_TEXT EXTRACT_
She said violence against women remained a critical component of the debate on women’s peace and security. Israel had co-sponsored resolution 1820 which stipulated that violence against women, in particular rape and sexual violence as an instrument of warfare, should be classified as a war crime. However, across certain parts of the world, violence and discrimination continued. In some countries, women and girls were subject to stoning, rape and violent repression. The international community should always and consistently confront and condemn such violations of basic human rights.
HJALMAR HANNESSON ( Iceland) said he fully supported the conclusions and recommendations contained in the Secretary-General’s report. He encouraged the Council to follow up on them, saying that Council resolution 1325 (2000) continued to require full and effective implementation. Impunity in the area of sexual violence continued to be a major problem, and he called on the international community to end it. He endorsed the strengthening of the monitoring capacity of the Office of the United Nations High Commissioner for Human Rights (OHCHR) within peacekeeping operations and country missions.
More success was also needed in ensuring women’s access to peace negotiations and political participation in post-conflict situations. In that context, he paid tribute to the work of the International Women’s Commission towards a just and sustainable Palestinian-Israeli peace. In addition, he announced that his country’s Foreign Ministry would host an international conference in Reykjavik in June 2009, focused on ensuring that women were included in formal and informal peace processes.
Iceland, he said, had introduced a national plan of action for the implementation of resolution 1325 (2000) in March of this year, and several projects had already been funded in relation to it. Increased participation in UNIFEM’s work, support in the Balkans, funding in Afghanistan and secondment in Liberia had resulted. Training peacekeeping personnel and providing experts were also priorities for Iceland in all international bodies in which it participated. Women’s empowerment was a driving force in Icelandic society, and the country was setting up an International Research Centre for Gender Equality with an associated training programme.
ZAHIR TANIN ( Afghanistan) said that, despite the growing threat of insecurity, his country, with the support of the international community, had made several improvements towards the participation of women in peace and security. Women’s rights were enshrined in the Constitution. Women had participated in the transitional process and had been appointed to high positions in national and local governments. Some 40 per cent of children attending schools were girls. The security situation and ongoing terrorist activity, however, continued to affect women’s security and their access to health, education and social protection. Poverty, lack of education and unbalanced allocation of resources must be addressed, he added.
He said to advance women’s participation in peace and security, international involvement was crucial, among other ways, through gender-sensitivity training of army and police. However, international partners must recognize that improvement should be internally driven and that international troops should assist national efforts to protect women. Their assistance was also important in facilitating women’s mobility to access water, health care and markets. Regional collaboration was also important. The involvement of women in reconciliation processes was also important and talks to consolidate peace in post-conflict settings should involve women at every stage. The Gender Adviser to the Afghan Ministry of the Interior had found that “organizational inertia” was the main cause of gender inequity in Government ministries. There was, therefore, a need for action, not words.

_EXTRACTED RECORDS_

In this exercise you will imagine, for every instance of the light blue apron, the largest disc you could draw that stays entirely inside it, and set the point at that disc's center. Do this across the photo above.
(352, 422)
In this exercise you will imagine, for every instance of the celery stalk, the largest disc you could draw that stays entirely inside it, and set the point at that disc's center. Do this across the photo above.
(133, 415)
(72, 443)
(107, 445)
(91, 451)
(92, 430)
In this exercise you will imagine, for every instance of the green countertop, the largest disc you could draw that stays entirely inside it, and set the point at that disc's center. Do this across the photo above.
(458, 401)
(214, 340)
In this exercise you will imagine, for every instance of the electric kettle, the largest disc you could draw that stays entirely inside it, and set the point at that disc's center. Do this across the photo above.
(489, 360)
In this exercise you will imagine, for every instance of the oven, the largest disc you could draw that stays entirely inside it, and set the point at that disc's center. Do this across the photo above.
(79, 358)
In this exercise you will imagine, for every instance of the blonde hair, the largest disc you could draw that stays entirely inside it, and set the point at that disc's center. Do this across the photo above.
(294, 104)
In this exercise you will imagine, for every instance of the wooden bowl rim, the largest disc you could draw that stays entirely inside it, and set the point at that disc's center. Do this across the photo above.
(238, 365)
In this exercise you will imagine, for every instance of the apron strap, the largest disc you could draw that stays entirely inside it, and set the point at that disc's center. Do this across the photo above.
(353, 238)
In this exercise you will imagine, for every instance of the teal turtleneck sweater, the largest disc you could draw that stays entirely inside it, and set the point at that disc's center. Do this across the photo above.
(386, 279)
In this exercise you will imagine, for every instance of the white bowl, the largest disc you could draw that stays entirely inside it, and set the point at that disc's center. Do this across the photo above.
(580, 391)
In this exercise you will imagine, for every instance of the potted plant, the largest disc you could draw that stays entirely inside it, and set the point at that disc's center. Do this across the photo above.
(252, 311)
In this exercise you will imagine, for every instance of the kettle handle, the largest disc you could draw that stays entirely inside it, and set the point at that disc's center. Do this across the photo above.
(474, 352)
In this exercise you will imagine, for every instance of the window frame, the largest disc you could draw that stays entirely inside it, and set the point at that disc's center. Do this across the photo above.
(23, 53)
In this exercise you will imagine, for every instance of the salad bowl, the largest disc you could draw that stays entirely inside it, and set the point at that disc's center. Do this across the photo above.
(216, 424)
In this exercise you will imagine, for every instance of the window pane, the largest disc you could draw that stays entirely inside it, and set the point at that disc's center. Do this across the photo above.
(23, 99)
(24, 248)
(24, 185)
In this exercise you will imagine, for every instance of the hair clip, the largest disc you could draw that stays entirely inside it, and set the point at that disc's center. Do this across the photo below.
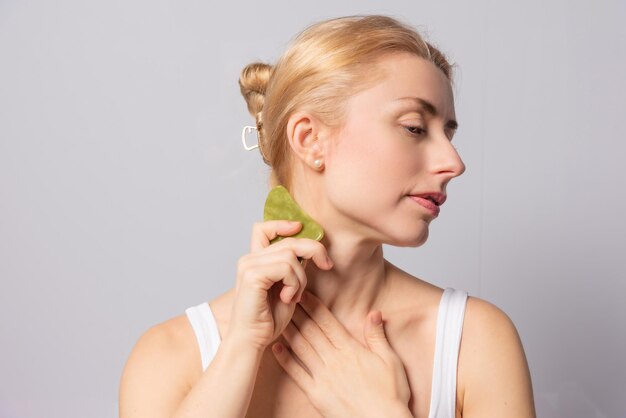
(246, 131)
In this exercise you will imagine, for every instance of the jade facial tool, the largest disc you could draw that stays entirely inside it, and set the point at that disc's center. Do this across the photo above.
(279, 205)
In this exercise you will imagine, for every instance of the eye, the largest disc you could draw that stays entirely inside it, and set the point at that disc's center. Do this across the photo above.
(415, 130)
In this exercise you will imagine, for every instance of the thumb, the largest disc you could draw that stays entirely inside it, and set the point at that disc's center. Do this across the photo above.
(375, 333)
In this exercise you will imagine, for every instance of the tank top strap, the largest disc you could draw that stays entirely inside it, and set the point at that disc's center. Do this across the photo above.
(207, 333)
(447, 344)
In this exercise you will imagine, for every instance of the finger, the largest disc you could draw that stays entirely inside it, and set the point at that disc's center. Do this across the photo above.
(264, 232)
(302, 348)
(314, 335)
(306, 248)
(264, 276)
(375, 336)
(292, 367)
(334, 330)
(282, 255)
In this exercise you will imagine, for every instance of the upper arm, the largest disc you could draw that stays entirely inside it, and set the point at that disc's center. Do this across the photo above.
(496, 375)
(155, 379)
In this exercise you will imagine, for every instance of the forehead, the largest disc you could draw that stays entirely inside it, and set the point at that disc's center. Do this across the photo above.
(406, 75)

_TO BE DONE_
Using the statements above on women, peace and security, answer each question:
(a) Which resolution had Israel co-sponsored?
(b) In which city and in what month and year was Iceland's Foreign Ministry to host an international conference?
(c) What share of children attending schools in Afghanistan were girls?

_TASK RESPONSE_
(a) Resolution 1820
(b) Reykjavik, June 2009
(c) Some 40 per cent